> [Instruções do exercício] Transcreva sem alterações o trecho do texto sobre as críticas dos Houthis a António Guterres, desde "O Ministro dos" até "nas Nações Unidas.", inclusive.

Houthis acusam António Guterres de falta de coragem para enfrentar os grandes poderes.

Hisham Sharaf Abdullah, Ministro Negócios Estrangeiros Houthi.
O Ministro dos Negócios Estrangeiros do Governo Houthi, estabelecido em Sanaa, Iémen, acusa o Secretário-Geral da ONU, António Guterres, de não conseguir fazer frente aos grandes poderes que se movimentam nas Nações Unidas. 

Um dia depois de António Guterres ter enviado ao Conselho de Segurança da ONU, o relatório anual em que retira a Arábia Saudita da lista negra das Nações Unidas, o chefe da diplomacia Houthi, Hisham Sharaf Abdullah, em entrevista à Antena 1, disse que Guterres tomou uma decisão que defende os interesses financeiros da ONU mas não respeita os princípios da organização.

Hisham Sharaf Abdullah admite que António Guterres está sob forte pressão mas devia ter tido a coragem de dizer que não é adequado tirar a Arábia Saudita da lista negra da ONU enquanto as crianças iemenitas continuam a morrer, vítimas dos ataques aéreos da coligação liderada por Riade.

> [Dados fornecidos]
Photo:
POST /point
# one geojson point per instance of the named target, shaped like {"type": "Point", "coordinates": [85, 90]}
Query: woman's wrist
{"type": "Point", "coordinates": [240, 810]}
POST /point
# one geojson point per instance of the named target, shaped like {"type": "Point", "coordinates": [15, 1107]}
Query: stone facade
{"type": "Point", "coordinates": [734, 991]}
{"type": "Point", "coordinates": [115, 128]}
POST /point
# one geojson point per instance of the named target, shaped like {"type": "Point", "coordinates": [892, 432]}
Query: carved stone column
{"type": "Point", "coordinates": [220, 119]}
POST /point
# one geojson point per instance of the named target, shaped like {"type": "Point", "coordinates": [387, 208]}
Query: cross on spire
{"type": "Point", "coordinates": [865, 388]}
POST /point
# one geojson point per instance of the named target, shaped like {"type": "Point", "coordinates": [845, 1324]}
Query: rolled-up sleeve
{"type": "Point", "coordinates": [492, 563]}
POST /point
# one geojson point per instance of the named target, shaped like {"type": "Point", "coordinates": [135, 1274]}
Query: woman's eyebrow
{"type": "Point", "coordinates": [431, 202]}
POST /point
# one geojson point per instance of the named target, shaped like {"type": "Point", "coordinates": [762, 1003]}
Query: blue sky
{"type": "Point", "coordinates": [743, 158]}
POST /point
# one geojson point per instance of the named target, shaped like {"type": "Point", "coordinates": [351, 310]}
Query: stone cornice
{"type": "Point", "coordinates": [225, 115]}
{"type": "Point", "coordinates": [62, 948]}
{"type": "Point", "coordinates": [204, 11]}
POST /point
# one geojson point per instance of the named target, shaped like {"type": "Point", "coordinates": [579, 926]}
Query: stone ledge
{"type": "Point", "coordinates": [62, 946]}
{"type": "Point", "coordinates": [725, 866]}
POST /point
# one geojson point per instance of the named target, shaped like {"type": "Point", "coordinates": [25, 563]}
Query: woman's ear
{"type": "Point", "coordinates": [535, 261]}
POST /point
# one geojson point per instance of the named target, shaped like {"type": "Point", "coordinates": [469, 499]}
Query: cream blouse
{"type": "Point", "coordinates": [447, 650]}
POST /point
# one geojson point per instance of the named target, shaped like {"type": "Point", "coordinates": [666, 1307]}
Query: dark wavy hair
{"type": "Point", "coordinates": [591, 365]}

> [Resposta à tarefa]
O Ministro dos Negócios Estrangeiros do Governo Houthi, estabelecido em Sanaa, Iémen, acusa o Secretário-Geral da ONU, António Guterres, de não conseguir fazer frente aos grandes poderes que se movimentam nas Nações Unidas.